◆ Exercises
1. In the locomotive passage, how many cars make up the unit trains that now ship grain?
2. Resume the locomotive passage, starting right after its final sentence.

The stock cars have long since been pushed through the gates of some scrapyard somewhere and met their fate; the railroads no longer in the business of moving livestock. And grain is now shipped in 110-car unit trains that ferry the cargo from one super elevator to the next, where it can be trucked to final destinations such as the Cattle Town Feedlot.

The severed connection has left a lone survivor---

A castaway entombed under the vast Texas skies, its hood doors open, hinges rusted, squeaking oddly in the frigid winter winds; lifeblood spilling down the sidesills, shattered panes impotent to keep out the snows and rains and the clouds of dust that might choke out an engineer and brakeman in a cab whose cushions will never again know their weight.

It has been left to languish---

Obscurity of the 80-ton variety, the Whitcomb nameplate long-since chiseled from its form, the uncapped muffler acting as a rain gauge, funneling the storms of springtime down into the cylinders and rendering them useless---

The open knuckle of the Typer-E waiting to grasp onto a shipment that will never arrive---

And the damaged stepwell never to know repair.

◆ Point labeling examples
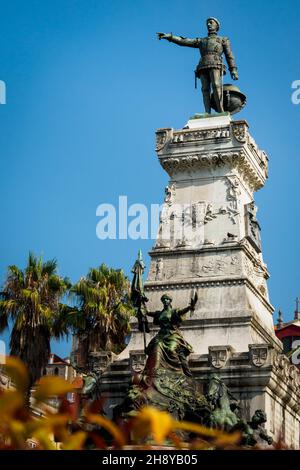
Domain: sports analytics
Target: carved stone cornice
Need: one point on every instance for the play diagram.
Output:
(186, 150)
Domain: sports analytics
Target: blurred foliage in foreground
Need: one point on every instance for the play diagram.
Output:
(148, 428)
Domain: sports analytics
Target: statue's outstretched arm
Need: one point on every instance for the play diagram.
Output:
(181, 41)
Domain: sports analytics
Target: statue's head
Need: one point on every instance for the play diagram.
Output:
(213, 25)
(259, 417)
(166, 300)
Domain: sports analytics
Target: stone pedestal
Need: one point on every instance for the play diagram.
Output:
(209, 242)
(209, 237)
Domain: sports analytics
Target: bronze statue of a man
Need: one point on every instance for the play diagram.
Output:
(210, 68)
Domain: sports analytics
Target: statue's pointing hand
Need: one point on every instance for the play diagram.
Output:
(194, 300)
(163, 35)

◆ Answers for the exercise
1. The unit trains have 110 cars.

2.
As if to add insult to injury, the brisk northeasterly wind ushering in the bone-chilling cold of a mid-February day, blows itself over the fetid feedlot aromas of massed bovines and their excrement as hundreds of Angus cattle gorge themselves at the feed trough in an unknowing effort to boost their sale weight.

And while 29 degrees Fahrenheit is decidedly less pungent than might be the case if it where a 110-degree summer day on the High Plains of Texas, the southwest side of Cattle Town is no place for the faint of heart.

For certain, the evening’s hot shower was especially luxurious.

---RAM

Rick Malo©2024

Whitcomb 80D center cab switcher at Cattle Town Feedlot along the BNSF Transcon near Summerfield, Texas.

February 16th, 2024.

October light.

The landscape of the Llano Estacado wears the typical dun coloring of Autumn---

The grasses, parched from the summer sun and dry winds, have given up their olive tones for the more seasonally appropriate grays and golden tans---

The blue-greens of the trackside Russian Thistle---the Scourge of the High Plains---now turned various shades of brown as their woody stems begin to weaken and hollow, soon to reach the breaking point as a stiff breeze snaps it off at ground level, sending it tumbling across the land, sowing its seedpods and piling up against fences, carrying on its never ending battle with the farmers and ranchers who not only seek to eradicate it from their pastures and fields, but from existence all together.

The late-October sun hovers just above the western horizon, creating a beautiful evening in the Texas Panhandle, casting a gorgeous light upon everything it touches.

With sun visor down to protect his eyes from the glare, the engineer aboard ES44C4 8049 charges his westbound intermodal train through Kingsmill on the Panhandle Subdivision of BNSF's Transcon, and directly into the setting sun as he heads for the end of his run in Amarillo, where he'll hand the hotshot off to a Hereford Subdivision crew who will forward it further west.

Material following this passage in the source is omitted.